WORK TO COMPLETE: Review the listing and copy each line that holds the word "below".

Content starts

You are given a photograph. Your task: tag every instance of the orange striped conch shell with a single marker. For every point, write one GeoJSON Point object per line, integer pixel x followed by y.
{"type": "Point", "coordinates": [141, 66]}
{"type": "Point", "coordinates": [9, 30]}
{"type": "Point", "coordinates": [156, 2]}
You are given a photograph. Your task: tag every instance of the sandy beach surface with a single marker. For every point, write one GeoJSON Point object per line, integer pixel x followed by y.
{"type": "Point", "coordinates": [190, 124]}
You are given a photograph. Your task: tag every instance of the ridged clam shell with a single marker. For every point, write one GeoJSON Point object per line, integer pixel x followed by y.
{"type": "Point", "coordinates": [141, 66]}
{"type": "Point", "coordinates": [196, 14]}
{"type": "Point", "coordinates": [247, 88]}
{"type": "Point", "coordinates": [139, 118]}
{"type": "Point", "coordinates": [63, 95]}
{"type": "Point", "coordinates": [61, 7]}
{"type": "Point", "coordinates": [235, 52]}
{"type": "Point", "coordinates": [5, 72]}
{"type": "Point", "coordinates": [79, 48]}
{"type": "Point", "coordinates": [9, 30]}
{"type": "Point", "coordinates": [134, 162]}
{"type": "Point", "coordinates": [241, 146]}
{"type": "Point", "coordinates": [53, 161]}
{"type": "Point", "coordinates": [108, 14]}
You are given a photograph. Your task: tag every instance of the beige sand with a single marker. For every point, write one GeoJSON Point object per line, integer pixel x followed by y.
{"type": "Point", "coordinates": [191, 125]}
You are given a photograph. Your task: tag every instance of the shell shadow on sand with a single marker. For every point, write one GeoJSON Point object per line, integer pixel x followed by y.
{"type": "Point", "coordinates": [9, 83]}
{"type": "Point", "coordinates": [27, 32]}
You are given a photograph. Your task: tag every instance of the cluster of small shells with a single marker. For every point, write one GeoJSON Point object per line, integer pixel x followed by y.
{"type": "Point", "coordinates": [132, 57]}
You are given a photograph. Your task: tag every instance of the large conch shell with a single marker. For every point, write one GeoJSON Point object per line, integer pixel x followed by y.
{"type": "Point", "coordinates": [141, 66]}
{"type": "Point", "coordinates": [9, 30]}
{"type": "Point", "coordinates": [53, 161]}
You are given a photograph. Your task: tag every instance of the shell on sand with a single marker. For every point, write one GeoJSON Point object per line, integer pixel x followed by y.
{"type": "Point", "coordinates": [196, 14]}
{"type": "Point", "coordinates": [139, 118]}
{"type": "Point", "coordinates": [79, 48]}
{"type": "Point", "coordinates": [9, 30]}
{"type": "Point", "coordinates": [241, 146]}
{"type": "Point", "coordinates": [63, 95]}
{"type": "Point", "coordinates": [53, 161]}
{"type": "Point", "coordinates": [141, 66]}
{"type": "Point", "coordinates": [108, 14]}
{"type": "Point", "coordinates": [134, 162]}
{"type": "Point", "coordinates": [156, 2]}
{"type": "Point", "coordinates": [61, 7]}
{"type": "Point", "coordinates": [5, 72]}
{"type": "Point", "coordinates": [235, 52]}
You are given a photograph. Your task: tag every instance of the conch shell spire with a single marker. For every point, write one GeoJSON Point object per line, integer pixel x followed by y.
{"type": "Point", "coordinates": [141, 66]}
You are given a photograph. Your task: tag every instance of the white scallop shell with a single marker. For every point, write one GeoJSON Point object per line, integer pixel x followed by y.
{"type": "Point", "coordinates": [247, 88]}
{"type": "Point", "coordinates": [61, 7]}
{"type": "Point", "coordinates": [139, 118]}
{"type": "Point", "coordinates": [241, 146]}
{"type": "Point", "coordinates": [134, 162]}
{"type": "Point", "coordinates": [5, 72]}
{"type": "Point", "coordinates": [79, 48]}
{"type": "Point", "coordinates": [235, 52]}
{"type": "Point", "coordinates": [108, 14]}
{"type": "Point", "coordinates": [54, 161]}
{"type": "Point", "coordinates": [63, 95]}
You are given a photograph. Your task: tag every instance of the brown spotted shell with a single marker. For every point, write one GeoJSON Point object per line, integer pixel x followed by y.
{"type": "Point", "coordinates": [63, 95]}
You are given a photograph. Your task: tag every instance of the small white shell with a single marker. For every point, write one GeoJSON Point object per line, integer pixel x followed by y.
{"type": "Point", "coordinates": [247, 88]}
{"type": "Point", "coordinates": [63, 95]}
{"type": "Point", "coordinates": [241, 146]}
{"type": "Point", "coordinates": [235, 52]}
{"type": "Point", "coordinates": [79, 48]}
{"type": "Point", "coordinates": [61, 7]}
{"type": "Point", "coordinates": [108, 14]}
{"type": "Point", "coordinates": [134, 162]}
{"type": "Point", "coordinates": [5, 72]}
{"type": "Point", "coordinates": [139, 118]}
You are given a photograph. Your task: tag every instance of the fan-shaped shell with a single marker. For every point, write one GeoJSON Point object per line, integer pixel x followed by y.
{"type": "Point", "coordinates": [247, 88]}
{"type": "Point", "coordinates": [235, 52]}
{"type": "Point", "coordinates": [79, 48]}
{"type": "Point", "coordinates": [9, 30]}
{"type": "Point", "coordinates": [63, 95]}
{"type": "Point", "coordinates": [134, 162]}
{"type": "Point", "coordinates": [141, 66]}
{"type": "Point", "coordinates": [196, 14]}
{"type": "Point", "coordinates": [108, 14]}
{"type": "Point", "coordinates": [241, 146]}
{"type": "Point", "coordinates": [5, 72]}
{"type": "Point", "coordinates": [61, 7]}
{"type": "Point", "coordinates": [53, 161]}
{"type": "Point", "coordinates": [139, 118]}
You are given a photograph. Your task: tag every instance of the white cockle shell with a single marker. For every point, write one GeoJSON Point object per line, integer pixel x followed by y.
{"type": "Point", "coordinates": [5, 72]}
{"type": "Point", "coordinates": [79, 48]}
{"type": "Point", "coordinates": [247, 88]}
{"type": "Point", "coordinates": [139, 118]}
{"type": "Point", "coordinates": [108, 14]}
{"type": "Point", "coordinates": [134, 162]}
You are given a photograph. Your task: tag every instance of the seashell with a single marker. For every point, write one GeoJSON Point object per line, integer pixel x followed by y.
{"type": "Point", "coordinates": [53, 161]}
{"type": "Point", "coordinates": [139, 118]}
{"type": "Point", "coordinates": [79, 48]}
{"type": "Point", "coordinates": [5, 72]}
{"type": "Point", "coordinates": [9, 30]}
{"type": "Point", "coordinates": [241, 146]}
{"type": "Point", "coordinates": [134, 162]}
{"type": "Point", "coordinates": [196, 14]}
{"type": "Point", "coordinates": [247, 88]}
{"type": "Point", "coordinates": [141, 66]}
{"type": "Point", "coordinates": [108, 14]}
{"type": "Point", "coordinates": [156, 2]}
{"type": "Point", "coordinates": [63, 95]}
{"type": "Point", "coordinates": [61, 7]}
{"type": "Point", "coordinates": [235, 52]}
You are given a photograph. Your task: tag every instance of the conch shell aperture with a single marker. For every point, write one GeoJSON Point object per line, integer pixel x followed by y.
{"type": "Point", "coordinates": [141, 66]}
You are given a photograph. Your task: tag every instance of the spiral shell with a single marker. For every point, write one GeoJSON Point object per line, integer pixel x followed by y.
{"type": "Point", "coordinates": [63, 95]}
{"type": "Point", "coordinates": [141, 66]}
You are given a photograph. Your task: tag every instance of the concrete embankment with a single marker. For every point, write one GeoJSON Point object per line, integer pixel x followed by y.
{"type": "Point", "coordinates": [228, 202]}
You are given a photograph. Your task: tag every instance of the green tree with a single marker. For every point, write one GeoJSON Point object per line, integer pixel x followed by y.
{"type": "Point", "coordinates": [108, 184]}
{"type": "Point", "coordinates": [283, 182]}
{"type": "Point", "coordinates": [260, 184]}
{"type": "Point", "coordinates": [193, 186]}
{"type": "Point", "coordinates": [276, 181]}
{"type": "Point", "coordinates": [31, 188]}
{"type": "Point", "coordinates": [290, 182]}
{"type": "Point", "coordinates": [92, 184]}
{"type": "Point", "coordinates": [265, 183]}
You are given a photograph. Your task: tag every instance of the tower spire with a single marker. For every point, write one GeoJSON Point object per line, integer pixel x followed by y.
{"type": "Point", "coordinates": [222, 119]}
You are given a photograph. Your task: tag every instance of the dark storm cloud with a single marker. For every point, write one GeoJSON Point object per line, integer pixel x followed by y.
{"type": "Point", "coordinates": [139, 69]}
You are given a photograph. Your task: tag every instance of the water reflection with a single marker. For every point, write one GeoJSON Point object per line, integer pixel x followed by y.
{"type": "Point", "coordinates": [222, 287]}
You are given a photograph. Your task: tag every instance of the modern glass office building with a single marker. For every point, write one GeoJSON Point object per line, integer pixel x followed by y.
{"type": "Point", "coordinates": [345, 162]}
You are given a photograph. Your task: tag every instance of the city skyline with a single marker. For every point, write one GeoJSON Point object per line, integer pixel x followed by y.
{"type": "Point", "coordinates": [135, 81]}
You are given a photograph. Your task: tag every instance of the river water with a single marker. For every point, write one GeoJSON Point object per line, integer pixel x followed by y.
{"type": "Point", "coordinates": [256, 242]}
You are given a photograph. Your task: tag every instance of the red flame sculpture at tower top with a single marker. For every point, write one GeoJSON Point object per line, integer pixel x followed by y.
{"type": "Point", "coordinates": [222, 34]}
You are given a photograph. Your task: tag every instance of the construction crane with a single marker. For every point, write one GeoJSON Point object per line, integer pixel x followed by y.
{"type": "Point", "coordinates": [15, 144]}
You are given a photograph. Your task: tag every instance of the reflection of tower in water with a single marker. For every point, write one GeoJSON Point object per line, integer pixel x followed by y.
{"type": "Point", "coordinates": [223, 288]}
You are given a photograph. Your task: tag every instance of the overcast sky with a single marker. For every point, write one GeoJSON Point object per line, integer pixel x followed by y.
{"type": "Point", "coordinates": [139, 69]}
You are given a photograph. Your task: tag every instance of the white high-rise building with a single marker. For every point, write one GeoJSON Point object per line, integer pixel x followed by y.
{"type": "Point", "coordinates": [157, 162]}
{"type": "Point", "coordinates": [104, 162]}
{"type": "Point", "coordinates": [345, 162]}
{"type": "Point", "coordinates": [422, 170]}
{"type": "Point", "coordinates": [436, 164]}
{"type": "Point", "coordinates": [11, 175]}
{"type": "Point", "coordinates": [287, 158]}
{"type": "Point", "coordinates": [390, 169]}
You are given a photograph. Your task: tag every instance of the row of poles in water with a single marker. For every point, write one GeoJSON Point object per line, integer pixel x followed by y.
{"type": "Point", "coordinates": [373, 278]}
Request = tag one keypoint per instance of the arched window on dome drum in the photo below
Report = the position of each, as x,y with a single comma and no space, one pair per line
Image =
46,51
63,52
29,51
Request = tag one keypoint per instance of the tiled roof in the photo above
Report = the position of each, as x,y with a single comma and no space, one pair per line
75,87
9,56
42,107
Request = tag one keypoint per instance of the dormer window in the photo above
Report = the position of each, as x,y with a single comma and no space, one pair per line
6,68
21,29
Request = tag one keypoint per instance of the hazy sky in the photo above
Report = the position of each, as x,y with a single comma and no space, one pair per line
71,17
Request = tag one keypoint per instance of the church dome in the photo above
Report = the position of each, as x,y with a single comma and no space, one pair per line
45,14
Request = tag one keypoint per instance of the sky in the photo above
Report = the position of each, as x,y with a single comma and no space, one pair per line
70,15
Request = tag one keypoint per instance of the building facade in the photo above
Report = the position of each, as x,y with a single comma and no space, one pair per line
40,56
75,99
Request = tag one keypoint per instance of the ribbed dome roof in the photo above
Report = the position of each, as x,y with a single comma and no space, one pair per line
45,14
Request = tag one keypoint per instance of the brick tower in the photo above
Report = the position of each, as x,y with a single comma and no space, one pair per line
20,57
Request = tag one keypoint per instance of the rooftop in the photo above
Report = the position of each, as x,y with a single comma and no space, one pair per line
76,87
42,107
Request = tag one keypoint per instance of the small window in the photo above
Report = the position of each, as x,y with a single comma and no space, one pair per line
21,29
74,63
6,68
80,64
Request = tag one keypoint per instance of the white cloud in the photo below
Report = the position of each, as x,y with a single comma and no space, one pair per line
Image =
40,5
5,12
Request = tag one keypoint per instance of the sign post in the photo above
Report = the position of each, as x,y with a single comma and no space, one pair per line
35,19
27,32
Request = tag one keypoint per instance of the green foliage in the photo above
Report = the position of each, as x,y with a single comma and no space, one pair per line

Content ends

SOLUTION TO THE PROBLEM:
Request = tag one keypoint per instance of the arched window on dome drum in the photo below
Request = tag one keypoint per instance of the white cloud in the photo below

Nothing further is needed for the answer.